[Opening DATA IN THIS EXERCISE section]

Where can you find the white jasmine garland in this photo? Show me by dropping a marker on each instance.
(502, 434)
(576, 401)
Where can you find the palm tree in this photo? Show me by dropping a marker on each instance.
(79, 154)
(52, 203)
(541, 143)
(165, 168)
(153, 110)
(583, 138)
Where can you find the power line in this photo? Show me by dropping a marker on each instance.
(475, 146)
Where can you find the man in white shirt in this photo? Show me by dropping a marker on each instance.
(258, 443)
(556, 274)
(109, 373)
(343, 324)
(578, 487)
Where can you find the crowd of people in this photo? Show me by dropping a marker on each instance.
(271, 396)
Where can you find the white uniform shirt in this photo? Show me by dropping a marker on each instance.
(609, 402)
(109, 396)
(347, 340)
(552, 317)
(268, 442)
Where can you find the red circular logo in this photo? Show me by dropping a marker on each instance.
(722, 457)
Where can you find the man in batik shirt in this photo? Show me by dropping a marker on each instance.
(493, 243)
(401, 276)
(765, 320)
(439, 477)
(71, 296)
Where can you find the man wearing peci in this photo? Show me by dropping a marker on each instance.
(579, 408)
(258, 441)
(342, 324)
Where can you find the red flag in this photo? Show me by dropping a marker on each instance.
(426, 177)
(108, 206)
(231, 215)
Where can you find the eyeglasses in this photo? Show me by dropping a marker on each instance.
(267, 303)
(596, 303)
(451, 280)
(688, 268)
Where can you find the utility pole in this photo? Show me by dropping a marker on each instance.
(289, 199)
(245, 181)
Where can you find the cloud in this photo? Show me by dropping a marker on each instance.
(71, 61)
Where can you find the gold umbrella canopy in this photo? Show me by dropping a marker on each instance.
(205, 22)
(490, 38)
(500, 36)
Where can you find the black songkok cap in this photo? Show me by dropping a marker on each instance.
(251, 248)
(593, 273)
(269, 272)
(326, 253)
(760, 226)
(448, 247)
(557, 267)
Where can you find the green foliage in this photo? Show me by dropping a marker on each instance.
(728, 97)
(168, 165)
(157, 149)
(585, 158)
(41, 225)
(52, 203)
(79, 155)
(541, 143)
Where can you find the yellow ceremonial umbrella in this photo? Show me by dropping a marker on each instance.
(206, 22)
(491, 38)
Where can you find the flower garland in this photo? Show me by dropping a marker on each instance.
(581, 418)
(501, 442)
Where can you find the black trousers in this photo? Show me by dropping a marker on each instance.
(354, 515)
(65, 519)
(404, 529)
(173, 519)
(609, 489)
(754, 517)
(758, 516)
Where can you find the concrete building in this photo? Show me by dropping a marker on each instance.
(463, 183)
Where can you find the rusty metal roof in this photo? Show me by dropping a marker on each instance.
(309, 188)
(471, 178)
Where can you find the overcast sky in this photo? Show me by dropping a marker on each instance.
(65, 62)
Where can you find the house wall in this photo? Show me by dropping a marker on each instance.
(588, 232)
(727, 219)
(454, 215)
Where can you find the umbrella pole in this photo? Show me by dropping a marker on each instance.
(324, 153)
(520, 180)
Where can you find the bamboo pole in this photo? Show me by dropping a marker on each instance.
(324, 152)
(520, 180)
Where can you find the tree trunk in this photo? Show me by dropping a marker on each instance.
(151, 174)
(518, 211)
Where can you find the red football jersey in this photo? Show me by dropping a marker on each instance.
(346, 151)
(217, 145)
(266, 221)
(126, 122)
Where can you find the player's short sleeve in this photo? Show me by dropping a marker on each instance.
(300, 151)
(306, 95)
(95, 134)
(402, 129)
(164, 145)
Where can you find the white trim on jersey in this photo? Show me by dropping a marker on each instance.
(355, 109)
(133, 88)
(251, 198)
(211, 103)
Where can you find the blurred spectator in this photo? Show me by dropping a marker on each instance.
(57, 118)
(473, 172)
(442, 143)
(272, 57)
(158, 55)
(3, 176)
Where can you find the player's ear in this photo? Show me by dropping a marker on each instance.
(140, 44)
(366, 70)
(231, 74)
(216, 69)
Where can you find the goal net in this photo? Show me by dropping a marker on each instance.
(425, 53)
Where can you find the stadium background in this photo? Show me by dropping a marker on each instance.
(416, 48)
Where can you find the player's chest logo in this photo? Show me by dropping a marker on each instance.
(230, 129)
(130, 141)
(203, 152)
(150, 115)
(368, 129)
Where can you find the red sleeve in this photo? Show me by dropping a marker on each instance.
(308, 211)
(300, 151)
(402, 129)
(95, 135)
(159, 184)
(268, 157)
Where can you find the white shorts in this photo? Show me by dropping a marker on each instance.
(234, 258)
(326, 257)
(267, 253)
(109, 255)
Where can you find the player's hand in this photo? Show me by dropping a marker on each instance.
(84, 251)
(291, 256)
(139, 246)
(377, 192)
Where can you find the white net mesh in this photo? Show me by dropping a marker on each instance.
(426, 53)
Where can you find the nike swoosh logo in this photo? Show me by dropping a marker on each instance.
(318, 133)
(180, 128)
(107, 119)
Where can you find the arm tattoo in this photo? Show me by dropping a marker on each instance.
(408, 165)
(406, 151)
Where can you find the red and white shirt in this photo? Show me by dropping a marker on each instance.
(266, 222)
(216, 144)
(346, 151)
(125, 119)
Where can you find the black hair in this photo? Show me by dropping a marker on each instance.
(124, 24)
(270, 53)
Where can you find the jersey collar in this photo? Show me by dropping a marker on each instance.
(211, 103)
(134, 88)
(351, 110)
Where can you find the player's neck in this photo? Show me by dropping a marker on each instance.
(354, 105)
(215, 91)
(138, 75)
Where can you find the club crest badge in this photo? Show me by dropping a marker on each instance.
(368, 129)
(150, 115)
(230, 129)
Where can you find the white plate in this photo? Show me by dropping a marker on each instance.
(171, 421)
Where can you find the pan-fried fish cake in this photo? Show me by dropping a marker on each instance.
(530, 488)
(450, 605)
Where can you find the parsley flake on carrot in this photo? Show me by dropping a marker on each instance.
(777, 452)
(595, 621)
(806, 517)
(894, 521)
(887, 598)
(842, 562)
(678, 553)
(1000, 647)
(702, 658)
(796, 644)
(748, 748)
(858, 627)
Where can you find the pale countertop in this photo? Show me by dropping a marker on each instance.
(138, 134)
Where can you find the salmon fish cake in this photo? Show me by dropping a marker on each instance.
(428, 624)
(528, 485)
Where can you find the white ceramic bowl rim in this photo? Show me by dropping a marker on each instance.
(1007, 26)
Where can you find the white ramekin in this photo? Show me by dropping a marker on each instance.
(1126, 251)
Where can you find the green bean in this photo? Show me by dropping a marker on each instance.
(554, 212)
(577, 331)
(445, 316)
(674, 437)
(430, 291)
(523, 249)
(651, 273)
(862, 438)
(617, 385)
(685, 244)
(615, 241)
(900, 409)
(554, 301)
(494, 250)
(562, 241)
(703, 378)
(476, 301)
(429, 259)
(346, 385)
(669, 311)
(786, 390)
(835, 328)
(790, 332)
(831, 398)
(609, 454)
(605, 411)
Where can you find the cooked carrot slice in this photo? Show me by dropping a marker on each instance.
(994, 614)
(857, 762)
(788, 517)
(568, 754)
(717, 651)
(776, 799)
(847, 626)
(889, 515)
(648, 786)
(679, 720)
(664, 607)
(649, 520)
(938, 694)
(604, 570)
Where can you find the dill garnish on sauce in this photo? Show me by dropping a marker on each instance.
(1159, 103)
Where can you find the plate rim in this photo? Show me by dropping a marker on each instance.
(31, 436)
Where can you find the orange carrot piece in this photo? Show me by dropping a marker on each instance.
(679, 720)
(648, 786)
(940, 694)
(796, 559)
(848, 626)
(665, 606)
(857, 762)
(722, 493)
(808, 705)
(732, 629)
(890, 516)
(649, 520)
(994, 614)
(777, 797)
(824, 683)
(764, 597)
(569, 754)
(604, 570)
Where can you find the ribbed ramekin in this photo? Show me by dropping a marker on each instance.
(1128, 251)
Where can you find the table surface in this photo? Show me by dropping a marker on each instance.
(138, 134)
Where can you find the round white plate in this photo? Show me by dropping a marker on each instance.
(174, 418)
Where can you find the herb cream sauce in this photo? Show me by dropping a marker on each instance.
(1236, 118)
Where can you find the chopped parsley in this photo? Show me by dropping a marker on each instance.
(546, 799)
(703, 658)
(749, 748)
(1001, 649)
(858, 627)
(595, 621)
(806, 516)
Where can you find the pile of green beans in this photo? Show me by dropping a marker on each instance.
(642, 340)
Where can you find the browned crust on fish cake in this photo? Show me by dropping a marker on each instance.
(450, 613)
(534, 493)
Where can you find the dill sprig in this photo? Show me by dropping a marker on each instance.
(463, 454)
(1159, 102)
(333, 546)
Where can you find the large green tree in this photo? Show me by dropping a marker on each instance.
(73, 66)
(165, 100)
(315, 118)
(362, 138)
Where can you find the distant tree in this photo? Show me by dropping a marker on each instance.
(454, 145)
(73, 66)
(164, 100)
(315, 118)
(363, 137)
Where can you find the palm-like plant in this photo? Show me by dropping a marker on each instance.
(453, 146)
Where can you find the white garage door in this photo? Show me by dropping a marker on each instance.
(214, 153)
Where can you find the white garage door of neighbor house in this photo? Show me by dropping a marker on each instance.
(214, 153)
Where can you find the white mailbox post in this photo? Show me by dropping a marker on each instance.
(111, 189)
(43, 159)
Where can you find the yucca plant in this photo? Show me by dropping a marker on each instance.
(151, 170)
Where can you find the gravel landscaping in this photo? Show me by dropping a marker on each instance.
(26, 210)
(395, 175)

[Closing DATA IN THIS EXERCISE section]

** WORK INSTRUCTIONS **
What you return must match, line for line, the data from the line containing "Where can you find the white garage door of" to its end, both ends included.

** TASK RESPONSE **
Where can you find the white garage door of neighbor house in this photo? Show me by dropping a marker on each instance.
(214, 153)
Where can you find the white mailbox post in this photo? Show me by dropping a marker on each instance.
(111, 189)
(43, 159)
Where can you find the yucca plant in this photo? Show me by dropping a marker on each instance.
(151, 170)
Where can you find the gravel landscaping in this photo? Show me by dropping a marker on each instance.
(26, 210)
(395, 175)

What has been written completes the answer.